====== DOCUMENT SECTION
Roger Tanner
Q1. Could you sketch the immediate context that brought you into recent public history work?
I was invited to contribute to a Nottingham Trent University student project on the legacies of May ’68. The students filmed interviews with me and my wife Tina, who had helped seed early women’s movement activity in Nottingham in the 1970s. Their exhibition surprised me: it centred non-Euro-American geographies—Japan; Pakistan/Bangladesh’s formation; Vietnam; anti-racist struggles—while linking these to feminist beginnings. They worked across media (banners, cartoon strips, static works) and animated our voices. They also drew on the experiences of George and Jill (Jill Westerly) around the Anti-Colour bar campaign against racist pub practices. The outcome captured atmosphere and politics more deftly than I expected from a younger cohort.
Q2. What was the Anti-Colour bar campaign and how did it operate?
============
====== SOURCE RECORDS
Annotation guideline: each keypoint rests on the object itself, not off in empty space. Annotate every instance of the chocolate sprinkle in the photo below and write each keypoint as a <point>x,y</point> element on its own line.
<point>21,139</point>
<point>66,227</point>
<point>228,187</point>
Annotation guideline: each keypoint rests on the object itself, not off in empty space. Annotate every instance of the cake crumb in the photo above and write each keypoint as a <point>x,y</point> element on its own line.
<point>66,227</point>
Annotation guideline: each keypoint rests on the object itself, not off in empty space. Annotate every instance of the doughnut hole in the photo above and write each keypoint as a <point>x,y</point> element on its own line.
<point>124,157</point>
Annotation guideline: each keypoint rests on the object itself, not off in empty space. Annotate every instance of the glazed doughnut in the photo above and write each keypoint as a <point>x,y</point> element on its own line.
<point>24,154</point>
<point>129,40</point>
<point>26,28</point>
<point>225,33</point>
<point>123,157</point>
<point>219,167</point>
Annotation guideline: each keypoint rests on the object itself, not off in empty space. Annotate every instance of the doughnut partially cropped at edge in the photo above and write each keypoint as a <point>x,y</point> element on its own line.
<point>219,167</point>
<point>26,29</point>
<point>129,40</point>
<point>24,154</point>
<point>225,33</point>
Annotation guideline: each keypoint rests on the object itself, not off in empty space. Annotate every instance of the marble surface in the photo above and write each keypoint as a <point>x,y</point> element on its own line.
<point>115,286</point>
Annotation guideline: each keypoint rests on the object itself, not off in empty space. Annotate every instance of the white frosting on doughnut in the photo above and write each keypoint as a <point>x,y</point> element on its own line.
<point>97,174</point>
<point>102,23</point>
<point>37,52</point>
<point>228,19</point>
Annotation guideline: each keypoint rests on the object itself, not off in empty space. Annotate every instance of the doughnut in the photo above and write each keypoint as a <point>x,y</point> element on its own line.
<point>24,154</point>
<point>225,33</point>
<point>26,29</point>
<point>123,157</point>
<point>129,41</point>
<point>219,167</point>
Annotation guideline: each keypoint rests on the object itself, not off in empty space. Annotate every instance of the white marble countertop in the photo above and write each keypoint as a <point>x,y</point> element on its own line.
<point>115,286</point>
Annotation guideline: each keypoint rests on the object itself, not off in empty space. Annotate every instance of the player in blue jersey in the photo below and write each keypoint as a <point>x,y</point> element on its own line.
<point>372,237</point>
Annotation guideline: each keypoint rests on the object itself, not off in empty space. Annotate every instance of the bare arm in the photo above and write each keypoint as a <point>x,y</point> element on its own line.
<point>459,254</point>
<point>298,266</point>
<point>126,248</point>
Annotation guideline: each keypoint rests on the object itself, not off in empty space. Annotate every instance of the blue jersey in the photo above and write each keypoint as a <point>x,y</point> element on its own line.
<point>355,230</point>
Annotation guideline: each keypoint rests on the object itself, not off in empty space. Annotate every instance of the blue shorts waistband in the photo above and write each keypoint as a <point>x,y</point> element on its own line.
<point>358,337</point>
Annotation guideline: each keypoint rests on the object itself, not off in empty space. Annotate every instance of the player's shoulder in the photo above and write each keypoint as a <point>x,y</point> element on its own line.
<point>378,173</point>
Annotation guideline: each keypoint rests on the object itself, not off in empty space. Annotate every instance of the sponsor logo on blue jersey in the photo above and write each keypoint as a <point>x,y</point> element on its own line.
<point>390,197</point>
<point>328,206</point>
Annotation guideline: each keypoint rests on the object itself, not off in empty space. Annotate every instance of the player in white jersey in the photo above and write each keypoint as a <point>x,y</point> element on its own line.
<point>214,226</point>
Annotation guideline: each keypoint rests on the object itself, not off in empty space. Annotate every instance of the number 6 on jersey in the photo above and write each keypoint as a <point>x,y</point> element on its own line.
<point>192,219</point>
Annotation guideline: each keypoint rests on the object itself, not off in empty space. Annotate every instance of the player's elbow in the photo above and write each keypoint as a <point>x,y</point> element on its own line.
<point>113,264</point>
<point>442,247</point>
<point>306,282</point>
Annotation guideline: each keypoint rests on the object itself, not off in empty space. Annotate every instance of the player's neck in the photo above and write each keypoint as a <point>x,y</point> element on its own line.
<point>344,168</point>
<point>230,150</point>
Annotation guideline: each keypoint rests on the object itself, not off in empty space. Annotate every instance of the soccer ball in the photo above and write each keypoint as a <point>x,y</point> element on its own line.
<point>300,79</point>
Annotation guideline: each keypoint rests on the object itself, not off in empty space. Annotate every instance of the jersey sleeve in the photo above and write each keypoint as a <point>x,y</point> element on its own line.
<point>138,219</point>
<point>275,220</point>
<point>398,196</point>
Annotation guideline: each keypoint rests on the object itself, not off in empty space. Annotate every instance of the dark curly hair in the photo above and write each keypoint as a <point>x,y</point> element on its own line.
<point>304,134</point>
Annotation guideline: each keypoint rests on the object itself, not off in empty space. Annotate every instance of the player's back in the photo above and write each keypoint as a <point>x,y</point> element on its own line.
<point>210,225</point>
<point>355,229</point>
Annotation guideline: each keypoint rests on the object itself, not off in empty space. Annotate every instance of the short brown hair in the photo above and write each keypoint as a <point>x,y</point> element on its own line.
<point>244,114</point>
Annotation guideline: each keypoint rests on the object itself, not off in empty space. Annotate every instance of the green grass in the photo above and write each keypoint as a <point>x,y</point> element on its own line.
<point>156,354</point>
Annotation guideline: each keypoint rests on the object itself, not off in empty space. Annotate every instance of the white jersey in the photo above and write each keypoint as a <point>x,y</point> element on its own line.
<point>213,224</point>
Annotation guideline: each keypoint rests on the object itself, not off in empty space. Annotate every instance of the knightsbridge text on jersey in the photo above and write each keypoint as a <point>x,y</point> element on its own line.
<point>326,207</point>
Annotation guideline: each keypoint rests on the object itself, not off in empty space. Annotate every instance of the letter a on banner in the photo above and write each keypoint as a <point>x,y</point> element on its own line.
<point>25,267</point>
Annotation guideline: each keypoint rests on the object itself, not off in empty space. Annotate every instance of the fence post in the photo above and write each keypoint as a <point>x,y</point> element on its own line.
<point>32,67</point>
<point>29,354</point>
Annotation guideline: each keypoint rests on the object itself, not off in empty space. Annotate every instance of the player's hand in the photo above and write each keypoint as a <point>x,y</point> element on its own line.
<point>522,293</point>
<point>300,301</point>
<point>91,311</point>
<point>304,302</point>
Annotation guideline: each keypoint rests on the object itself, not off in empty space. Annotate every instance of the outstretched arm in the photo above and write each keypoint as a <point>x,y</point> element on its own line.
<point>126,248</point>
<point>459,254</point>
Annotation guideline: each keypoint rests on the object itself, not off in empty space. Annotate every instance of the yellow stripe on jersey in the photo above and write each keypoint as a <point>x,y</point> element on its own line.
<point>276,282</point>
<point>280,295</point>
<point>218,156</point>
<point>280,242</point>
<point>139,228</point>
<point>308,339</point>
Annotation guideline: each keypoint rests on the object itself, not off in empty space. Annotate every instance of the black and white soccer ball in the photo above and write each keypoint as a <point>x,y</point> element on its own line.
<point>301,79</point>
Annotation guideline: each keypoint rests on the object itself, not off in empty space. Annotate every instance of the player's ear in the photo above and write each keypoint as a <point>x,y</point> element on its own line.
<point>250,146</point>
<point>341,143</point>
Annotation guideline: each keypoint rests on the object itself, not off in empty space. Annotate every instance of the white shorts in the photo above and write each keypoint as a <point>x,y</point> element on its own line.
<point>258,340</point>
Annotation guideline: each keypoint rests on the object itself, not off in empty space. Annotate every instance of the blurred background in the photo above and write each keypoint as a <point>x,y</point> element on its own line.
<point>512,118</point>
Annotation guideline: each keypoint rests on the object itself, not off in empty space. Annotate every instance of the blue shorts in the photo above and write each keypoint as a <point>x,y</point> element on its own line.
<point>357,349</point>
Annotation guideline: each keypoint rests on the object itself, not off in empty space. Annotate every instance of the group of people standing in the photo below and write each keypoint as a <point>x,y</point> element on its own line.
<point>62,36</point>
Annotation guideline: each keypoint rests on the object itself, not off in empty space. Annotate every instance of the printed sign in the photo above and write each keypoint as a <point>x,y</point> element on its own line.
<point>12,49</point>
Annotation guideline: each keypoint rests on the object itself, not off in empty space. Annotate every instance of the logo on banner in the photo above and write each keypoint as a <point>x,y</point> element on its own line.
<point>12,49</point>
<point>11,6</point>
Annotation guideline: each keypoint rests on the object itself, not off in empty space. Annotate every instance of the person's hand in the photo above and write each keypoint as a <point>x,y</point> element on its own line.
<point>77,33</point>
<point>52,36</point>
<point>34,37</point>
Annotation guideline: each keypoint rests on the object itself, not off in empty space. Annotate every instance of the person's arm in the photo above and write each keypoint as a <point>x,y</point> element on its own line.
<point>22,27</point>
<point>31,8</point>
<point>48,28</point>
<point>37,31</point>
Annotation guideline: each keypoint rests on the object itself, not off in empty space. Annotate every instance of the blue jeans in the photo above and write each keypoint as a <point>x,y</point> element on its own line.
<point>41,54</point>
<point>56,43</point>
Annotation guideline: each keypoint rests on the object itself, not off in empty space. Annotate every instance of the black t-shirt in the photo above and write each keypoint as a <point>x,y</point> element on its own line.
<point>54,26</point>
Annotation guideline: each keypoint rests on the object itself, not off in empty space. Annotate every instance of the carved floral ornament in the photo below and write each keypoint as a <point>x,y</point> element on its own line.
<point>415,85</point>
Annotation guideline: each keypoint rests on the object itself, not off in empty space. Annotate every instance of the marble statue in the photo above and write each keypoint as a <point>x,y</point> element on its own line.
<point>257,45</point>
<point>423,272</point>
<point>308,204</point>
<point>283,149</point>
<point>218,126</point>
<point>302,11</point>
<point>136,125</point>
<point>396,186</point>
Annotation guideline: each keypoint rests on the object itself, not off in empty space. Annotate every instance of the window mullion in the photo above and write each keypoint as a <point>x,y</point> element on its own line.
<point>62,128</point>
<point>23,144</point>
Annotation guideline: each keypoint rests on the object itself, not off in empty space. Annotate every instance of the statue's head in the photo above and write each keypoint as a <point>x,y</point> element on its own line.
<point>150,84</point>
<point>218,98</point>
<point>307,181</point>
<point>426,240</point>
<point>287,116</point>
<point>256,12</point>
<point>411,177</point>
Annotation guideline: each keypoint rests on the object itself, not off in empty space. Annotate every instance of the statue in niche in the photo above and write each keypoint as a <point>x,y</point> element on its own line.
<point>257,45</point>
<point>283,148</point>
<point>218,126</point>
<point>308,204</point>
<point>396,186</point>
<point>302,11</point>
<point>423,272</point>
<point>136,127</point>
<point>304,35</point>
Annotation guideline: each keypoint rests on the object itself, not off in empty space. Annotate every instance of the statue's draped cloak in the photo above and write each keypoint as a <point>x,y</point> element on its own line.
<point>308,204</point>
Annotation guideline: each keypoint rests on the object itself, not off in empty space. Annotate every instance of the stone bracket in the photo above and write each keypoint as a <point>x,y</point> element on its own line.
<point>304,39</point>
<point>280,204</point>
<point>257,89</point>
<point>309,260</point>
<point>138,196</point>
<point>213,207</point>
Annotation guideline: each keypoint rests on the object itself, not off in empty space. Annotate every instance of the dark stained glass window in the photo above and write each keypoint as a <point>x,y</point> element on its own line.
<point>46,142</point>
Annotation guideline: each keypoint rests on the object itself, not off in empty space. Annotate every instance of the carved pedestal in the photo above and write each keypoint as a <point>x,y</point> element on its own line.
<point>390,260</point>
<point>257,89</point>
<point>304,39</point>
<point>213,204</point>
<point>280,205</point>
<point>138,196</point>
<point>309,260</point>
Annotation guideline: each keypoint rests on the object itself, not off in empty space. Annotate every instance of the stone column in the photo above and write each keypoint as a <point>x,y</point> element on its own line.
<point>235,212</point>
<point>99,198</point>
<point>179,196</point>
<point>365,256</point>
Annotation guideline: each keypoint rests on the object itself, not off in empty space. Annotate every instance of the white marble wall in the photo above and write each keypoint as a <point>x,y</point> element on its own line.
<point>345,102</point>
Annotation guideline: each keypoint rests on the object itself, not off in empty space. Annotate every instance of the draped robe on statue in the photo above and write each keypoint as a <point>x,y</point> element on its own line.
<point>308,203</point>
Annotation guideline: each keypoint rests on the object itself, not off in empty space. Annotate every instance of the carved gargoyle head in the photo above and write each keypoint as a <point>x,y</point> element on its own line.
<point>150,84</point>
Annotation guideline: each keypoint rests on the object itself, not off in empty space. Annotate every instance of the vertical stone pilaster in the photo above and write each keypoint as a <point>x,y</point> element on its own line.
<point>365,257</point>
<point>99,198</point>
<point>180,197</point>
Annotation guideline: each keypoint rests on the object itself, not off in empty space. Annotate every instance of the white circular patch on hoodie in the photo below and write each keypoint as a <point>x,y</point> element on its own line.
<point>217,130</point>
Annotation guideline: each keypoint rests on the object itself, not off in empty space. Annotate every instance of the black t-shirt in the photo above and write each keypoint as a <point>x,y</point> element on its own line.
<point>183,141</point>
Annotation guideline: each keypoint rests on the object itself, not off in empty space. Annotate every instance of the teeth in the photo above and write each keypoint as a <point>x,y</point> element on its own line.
============
TASKS:
#1 Show every line in the records that contains the word "person".
#2 Proceed with the interview about public history and the legacies of May ’68, beginning right after its final line.

OUTPUTS:
#1
Annotation guideline: each keypoint rests on the object itself, not off in empty space. Annotate every instance of the person's hand in the photo above and write each keypoint as a <point>x,y</point> element on its own line.
Annotation guideline: each keypoint rests on the object itself, not off in empty space. Annotate every instance of the person's arm in the photo above and write each keypoint as a <point>x,y</point> element on its own line.

#2
The Anti-Colour bar campaign coalesced in Nottingham in 1967–68, though it drew on tactics used earlier in St Ann’s during 1962–65. The immediate flashpoints were pubs, most notoriously the Mechanics Arms on Alfred Street North where the landlord enforced informal segregation. The response blended direct action and coalition building: sit-ins, collective entries in mixed groups, deliberately sharing drinks across racial lines, and publicity campaigns. Afro-Caribbean activists such as George Powell and “Decka” (Dick Skye), Asian organisers like Mohammed Aslam, and white allies (students, trade unionists, CND activists) worked together to change the landlord’s behaviour.
Q3. How did 1968 shape Nottingham’s anti-racist repertoire?
1968 functioned as an accelerant. White student allies brought CND-honed nonviolent direct action. When Enoch Powell visited Nottingham after 'Rivers of Blood,' the coalition prioritised embarrassment and disruption—marching, egg-throwing, and blockages that forced an ignominious exit. The aim wasn’t only to stop a meeting; it was to stage a counter-public that made racism untenable in civic space.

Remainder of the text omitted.